WHAT YOU WILL DO: Restate the lines exactly, starting at the line that contains "Query: deep blue water" and finishing with the final line of the records.

Data records:

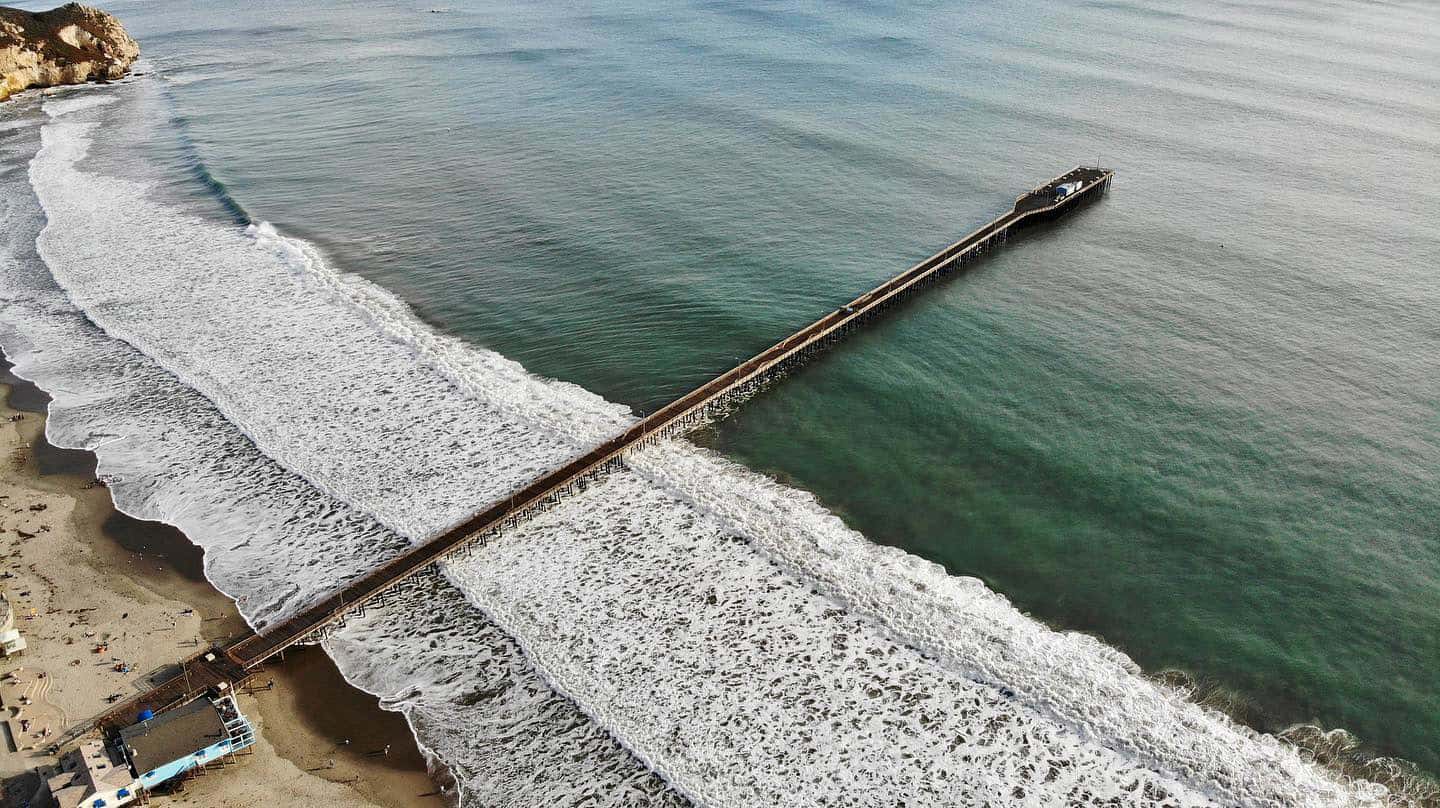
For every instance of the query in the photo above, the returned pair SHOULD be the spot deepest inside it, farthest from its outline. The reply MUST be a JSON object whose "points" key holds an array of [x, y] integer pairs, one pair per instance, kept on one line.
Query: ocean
{"points": [[1119, 516]]}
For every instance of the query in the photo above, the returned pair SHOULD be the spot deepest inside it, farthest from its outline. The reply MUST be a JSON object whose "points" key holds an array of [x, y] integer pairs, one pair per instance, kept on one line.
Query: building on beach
{"points": [[92, 777], [186, 738], [157, 749]]}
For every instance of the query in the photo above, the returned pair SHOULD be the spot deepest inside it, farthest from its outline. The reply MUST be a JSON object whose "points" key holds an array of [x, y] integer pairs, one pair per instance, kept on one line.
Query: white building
{"points": [[10, 640]]}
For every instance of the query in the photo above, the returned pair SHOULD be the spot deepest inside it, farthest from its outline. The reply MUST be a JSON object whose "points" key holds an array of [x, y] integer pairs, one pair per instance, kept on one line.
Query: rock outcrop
{"points": [[68, 45]]}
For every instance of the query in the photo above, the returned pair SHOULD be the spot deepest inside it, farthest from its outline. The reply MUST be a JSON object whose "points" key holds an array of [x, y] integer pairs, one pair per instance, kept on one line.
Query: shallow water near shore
{"points": [[1198, 421]]}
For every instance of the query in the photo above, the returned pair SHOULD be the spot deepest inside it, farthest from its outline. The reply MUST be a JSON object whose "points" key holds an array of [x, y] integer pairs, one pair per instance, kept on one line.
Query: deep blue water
{"points": [[1200, 419]]}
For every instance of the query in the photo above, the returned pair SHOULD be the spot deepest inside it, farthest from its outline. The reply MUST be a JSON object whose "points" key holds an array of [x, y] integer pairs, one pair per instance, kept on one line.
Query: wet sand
{"points": [[304, 719]]}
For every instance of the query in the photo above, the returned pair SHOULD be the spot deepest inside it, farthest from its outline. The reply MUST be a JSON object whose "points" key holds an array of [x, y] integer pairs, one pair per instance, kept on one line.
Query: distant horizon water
{"points": [[327, 277]]}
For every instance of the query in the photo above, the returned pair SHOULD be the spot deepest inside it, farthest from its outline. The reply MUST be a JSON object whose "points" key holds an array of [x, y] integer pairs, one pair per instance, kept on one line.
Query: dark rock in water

OUTPUT FOR THIS TASK:
Query: deep blue water
{"points": [[1200, 419]]}
For every instance of the query in the photo above, the returned pair SHOULD be the spot deepest inside it, farthest from its outline. The reply MUST be a JSON object whose "points" key holds an array of [x, y] integer pairs, one pair per instance, kept on one line.
Query: wet sand
{"points": [[304, 719]]}
For every instance of the query in the photo above, the returned pair SHOULD be the spot deepest inside it, farthest from its outline. The reply MUST be a JSON object whose "points" key holds an array of [x, y] integer pairs, one pair per instance, kept on one line.
Query: distant horizon water
{"points": [[327, 277]]}
For every instance of the query in the photo above, the returned pair SHOULD be the spot deepest inside it, farthest from its outline. The reply MUST be a JSON object whose "points" key holds an array of [x, y] integer pairs, one pair per instance, kept on one line.
Query: dark rock in water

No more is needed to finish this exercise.